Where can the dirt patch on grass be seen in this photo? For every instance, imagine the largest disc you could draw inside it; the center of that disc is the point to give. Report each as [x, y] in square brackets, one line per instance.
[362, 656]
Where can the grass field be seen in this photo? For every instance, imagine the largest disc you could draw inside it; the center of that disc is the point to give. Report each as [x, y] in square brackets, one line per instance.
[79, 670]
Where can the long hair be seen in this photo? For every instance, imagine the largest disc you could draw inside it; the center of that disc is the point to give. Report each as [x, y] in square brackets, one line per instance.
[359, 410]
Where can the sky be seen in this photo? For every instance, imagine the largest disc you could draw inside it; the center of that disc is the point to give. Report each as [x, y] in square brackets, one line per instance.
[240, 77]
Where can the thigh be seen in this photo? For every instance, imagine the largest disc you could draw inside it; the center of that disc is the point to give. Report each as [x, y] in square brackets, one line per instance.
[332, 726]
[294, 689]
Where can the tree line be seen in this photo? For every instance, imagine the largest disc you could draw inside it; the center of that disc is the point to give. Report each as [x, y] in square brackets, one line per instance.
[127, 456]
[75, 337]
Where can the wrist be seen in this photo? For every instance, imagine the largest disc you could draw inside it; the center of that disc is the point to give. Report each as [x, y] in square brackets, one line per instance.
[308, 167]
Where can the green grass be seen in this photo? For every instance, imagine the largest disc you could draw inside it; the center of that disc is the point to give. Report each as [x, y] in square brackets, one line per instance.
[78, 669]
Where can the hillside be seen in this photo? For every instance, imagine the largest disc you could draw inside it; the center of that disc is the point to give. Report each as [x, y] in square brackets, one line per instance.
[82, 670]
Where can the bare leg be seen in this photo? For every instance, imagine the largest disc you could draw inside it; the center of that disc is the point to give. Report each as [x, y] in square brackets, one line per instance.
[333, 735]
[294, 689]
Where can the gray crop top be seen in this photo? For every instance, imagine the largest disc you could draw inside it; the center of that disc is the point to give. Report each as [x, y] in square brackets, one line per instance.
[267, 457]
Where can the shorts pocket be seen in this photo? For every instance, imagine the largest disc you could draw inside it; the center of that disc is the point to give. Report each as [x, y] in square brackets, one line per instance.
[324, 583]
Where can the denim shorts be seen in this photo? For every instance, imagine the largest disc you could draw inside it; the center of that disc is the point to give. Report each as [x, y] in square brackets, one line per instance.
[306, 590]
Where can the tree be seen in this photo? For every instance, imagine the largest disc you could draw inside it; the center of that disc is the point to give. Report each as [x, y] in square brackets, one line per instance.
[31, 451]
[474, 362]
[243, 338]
***
▶ **TASK DIRECTIONS**
Transcribe the records above with every character unchanged.

▶ **REPLY**
Where can the dirt patch on grass be seen in this photo? For every instance, imagine the largest disc you could draw inside it; the center of that disc is the point to give. Report each as [x, y] in square brackets, one line per instance.
[362, 656]
Where can the grass field be seen in this photo? For every instance, imagine the largest disc you could draw inside it; the center of that disc is the point to give. Report each as [x, y] in square brackets, one line per instance.
[79, 670]
Where can the long hair be seen in this photo? For every instance, imagine the largest disc you could draw inside it; the center of that disc is the point to give. Report each as [x, y] in square brackets, one line per instance.
[359, 410]
Where can the sky be seen in this photo? For every instance, imagine the largest disc you could draw inside it; the center of that disc is the point to give. Report each as [x, y] in square brackets, one line per instance.
[240, 77]
Where can the thigh be seen in this photo? For every instance, imagine the largest disc you could draw inside it; the center of that disc is the point to give. Report each as [x, y] in square brackets, one line per instance.
[332, 726]
[294, 689]
Where can the tree line be seen in this photo? For every instance, imagine the largest disc you could draw inside it; the center of that disc is the point to give. Report each as [x, y] in square brackets, one line per instance.
[127, 456]
[75, 337]
Where can the wrist be seen in this photo? For every instance, imagine the largest disc you could draw inside it; the center of that disc is the point to give. Report each as [x, y] in square brackets, one line per instance.
[308, 167]
Where can the green grass be seen in this photo? For every instance, imagine the largest disc you could draw inside it; the center of that disc is the point to give. Report each as [x, y] in square brackets, one line per instance.
[78, 669]
Where can the hillside be seen in this photo? For every instance, imagine the largest disc you could draw inside it; the center of that disc is the point to give. Report each as [x, y] in square brackets, one line per instance.
[82, 670]
Where can the bare leg be seen in this photo? For every instance, imagine the largest disc you could draw inside it; the center of that disc is the point to give. Report each as [x, y] in square brackets, one line per instance.
[333, 735]
[294, 689]
Where can the gray crop top be seen in this photo? For every instance, imagine the largest disc you could draw inside it; the center of that disc is the point to give. Report each as [x, y] in square brackets, one line per instance.
[267, 457]
Where can the shorts pocket be seen in this photo? For every instance, imagine the largest disc you could draw inside it; the center of that disc is the point to give. Report each as [x, y] in square brackets, one line per instance.
[324, 583]
Where can the denim shorts be seen in this photo? For every instance, imagine the largest disc you could draw inside it; the center of that disc is the point to give. Report each as [x, y] in square brackets, one line per instance.
[306, 590]
Where can the tree be seen in this photo? For every instance, imagine the largest disc you could draw inside it; the center of that disc is the point to give. Report each as [x, y] in square brackets, one line per instance.
[31, 451]
[474, 362]
[243, 338]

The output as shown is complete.